→ **What to work on**: Carry on the film review below, picking up right after its final sentence.

→ **Source extract**:
>>>>>
In a move that will prove fortuitous later, Jake single handedly saves a young Latina from rape at the hands of two junkies. Once again, Alonzo delivers street justice, beating the men senseless, but not arresting them. When Alonzo's methods with a wheelchair bound pusher (Snoop Dog) prove effective, Jake begins to come around, but it's short lived. Jake learns that Alonzo's in trouble, having pushed the Russian mob too far by killing one of their own in Las Vegas, and Alonzo's willing to go to any length to pay his debt and remain the street czar of the inner city.

Washington proves here that he's as fine an actor playing compromised evil as he is at the noble, heroic roles he usually takes on. He initially seduces the audience along with Jake, soothingly smoothing over his radical actions with rhetoric like his signature line, 'to protect the sheep you gotta kill the wolf and it takes a wolf to kill the wolf.' But Washington always keeps us unbalanced as well, punctuating his words with an underhanded snicker. Hawke is the real surprise, going toe to toe with Washington while providing our point of view. Hawke makes Jake an idealized young man who toughens up first for the wrong, then the right, reasons as he realizes he must trust his own instinct and principles.
<<<<<
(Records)
>>>>>
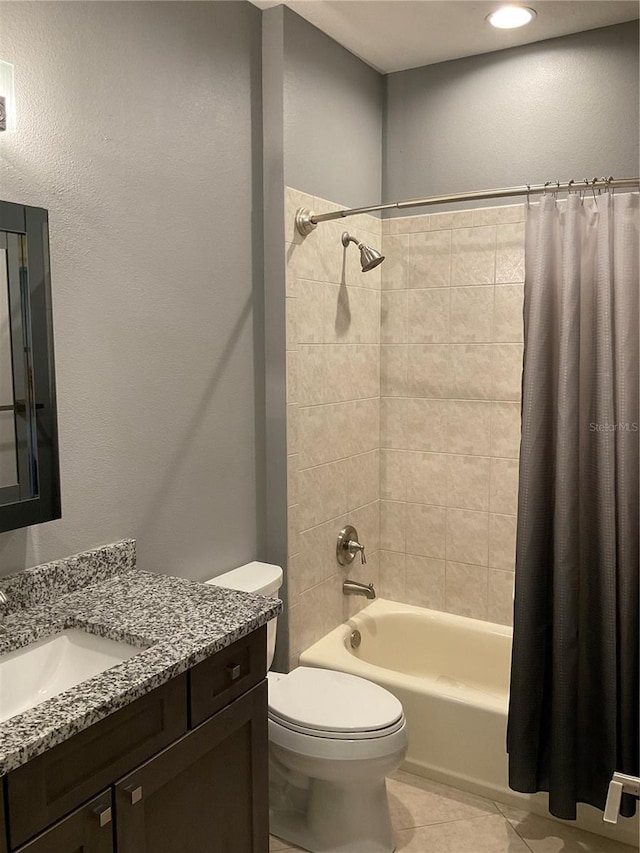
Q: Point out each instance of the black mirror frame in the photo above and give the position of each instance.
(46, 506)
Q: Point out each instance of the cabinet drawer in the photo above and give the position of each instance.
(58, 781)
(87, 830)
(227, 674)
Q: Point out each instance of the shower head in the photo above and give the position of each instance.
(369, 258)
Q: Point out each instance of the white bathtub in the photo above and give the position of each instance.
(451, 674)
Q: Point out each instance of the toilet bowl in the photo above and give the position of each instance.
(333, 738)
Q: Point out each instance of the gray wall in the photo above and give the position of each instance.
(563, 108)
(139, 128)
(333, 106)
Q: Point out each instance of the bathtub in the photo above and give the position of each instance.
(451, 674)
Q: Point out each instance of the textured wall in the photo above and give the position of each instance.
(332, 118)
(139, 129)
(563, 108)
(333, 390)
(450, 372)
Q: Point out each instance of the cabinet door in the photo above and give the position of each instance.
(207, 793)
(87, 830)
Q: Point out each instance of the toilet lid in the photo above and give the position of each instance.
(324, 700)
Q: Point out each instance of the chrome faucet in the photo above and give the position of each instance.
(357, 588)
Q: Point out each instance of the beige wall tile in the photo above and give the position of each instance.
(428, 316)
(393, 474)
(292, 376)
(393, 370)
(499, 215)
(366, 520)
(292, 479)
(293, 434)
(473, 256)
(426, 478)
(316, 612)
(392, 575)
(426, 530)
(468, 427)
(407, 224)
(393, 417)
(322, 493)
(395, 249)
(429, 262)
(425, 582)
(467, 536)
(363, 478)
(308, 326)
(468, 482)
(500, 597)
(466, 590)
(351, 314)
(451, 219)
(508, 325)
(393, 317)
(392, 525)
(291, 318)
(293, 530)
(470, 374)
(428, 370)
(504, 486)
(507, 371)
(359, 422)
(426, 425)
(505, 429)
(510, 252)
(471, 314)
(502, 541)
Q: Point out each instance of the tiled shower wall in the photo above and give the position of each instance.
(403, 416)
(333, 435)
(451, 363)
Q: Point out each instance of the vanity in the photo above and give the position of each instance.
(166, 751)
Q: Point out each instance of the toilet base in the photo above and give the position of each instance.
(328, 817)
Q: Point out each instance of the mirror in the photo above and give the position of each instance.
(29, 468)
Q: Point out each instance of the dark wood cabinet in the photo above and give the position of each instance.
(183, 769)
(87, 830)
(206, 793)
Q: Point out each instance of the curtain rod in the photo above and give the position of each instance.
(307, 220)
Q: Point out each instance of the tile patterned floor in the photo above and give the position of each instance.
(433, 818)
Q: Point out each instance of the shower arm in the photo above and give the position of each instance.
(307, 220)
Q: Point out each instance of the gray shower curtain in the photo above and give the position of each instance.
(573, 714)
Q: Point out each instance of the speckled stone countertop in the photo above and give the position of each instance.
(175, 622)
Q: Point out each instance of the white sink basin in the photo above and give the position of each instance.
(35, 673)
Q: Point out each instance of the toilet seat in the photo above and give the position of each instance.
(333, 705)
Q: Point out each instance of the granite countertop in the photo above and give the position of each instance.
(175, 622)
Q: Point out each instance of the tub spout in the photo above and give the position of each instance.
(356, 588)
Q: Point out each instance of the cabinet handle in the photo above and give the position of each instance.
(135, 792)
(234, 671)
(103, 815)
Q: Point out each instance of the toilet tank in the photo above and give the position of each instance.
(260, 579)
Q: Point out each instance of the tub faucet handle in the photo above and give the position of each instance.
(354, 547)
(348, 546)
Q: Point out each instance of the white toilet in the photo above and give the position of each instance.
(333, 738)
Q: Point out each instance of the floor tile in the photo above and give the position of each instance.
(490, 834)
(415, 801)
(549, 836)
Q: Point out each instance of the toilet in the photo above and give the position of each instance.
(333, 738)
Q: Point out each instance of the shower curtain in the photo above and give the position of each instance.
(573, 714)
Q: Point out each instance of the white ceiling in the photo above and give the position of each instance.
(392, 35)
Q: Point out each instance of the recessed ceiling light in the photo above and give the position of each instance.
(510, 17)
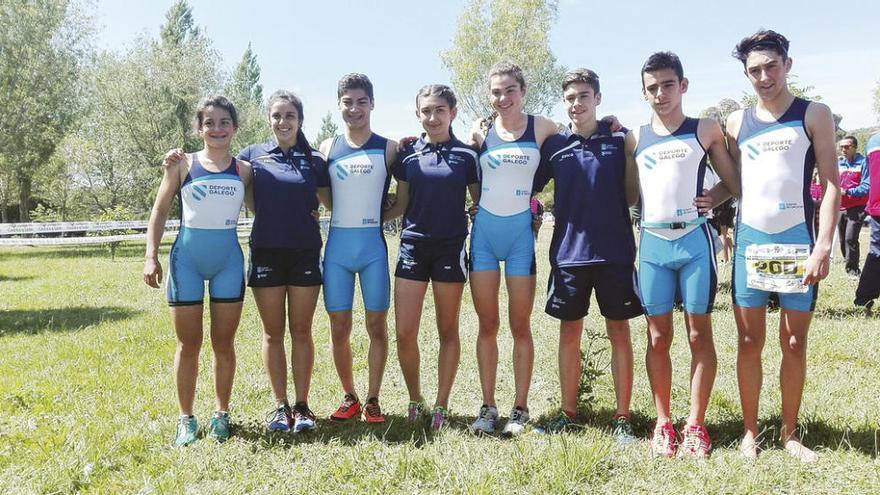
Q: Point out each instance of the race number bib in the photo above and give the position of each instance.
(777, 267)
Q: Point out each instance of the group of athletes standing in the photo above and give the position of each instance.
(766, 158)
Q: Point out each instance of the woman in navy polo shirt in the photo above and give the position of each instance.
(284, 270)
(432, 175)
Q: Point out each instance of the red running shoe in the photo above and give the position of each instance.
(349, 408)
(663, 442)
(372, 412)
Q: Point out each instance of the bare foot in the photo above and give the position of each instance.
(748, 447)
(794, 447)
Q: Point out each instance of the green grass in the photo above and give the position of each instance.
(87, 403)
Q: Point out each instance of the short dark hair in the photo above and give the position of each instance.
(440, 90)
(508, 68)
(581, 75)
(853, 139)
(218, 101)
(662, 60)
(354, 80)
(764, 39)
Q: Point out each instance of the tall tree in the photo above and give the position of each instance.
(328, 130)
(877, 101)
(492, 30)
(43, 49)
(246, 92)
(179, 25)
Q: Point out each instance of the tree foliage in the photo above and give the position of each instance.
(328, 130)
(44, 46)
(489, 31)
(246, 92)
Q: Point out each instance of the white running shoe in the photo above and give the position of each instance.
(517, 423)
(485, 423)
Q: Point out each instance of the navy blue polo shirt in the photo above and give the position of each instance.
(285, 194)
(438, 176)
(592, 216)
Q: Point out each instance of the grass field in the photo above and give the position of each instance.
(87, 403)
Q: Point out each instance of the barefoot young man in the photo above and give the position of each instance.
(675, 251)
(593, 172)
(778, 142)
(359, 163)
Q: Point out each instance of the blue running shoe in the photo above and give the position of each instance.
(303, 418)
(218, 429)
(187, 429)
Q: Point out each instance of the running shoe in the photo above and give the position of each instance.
<<<<<
>>>>>
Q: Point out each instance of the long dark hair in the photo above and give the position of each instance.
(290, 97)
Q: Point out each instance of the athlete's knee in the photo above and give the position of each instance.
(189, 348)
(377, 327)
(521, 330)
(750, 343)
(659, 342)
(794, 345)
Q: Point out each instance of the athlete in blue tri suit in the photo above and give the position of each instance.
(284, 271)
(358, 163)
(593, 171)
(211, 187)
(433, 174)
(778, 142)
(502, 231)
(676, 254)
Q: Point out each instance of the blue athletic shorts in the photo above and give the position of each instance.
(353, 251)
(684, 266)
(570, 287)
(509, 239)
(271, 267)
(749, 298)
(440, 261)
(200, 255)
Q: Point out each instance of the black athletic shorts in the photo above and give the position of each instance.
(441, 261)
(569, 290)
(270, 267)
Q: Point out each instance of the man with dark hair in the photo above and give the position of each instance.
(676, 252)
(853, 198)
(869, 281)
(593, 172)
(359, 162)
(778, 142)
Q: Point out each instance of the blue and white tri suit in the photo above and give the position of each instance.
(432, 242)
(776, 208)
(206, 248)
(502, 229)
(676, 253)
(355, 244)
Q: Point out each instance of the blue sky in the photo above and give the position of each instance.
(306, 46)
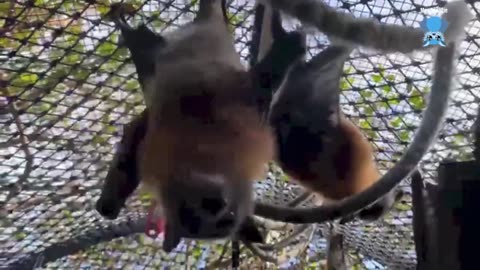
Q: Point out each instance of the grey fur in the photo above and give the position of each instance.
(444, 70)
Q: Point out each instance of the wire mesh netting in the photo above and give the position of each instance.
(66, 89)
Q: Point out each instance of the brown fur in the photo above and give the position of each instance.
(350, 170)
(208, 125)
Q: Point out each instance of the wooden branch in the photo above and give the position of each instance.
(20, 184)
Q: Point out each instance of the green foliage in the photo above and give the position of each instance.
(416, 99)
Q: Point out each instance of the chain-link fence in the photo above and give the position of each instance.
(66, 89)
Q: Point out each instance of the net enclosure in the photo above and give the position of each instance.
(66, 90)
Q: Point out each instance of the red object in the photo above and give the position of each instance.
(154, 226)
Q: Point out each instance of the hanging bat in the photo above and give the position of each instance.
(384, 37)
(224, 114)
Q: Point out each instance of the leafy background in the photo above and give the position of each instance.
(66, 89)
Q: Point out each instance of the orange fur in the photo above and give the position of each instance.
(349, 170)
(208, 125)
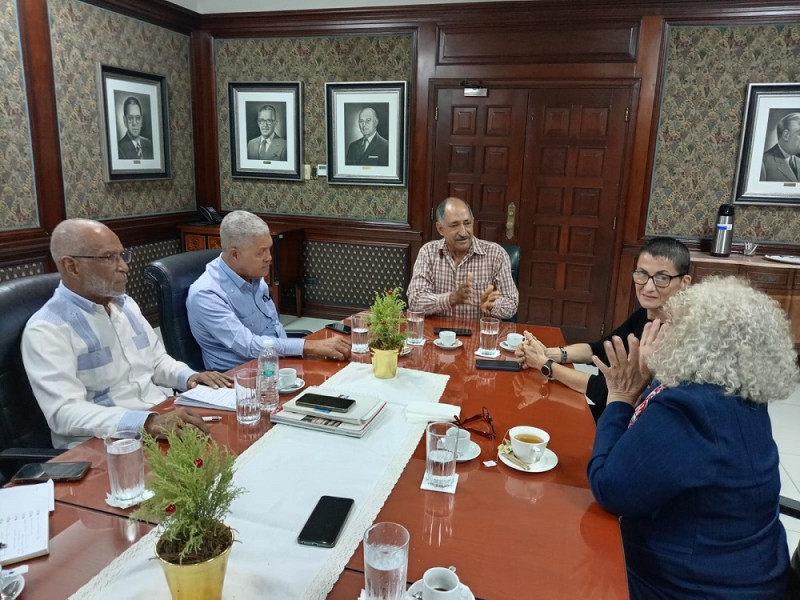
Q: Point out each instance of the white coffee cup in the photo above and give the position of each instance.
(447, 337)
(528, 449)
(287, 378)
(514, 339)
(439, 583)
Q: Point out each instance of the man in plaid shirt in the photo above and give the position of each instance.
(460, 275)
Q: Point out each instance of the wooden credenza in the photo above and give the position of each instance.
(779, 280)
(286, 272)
<<<<<
→ **Response for this exercise**:
Support is terrific in many small roles too numerous to mention. Macy Gray is a standout as a dragon lady of a dealer's wife reacting to a falsified warrant. Cliff Curtis ("Blow") is the only creditted member of a Latino threesome Alonzo leaves Jake with - ironically the four actors provide the best scene in the film without Washington, although ultimately Ayer leaves them to end the bit on a note that plays too much like a fairy tale.

Director of Photography Mauro Fiore ("Driven") smoothly captures the action, from both within Alonzo's menacing black 1978 Monte Carlo low rider and outside as it glides over the orange-hued, rain slicked streets of sunset. He maintains the tension in the interiors of South Central and the hidden domains of the LAPD's underground. Production designer Naomi Shohan ("American Beauty") maintains a shadow world (even when brightly lit) rooted in reality, which Mark Mancina's ("Speed") score reflects by placing shivery highlights over the ethnic music of the neighborhoods. Fuqua's direction is confident, delivering not just the style seen in his "The Replacement Killers," but the substance of full characterizations as well.

"Training Day" is a good film held back from greatness by the excesses of its script.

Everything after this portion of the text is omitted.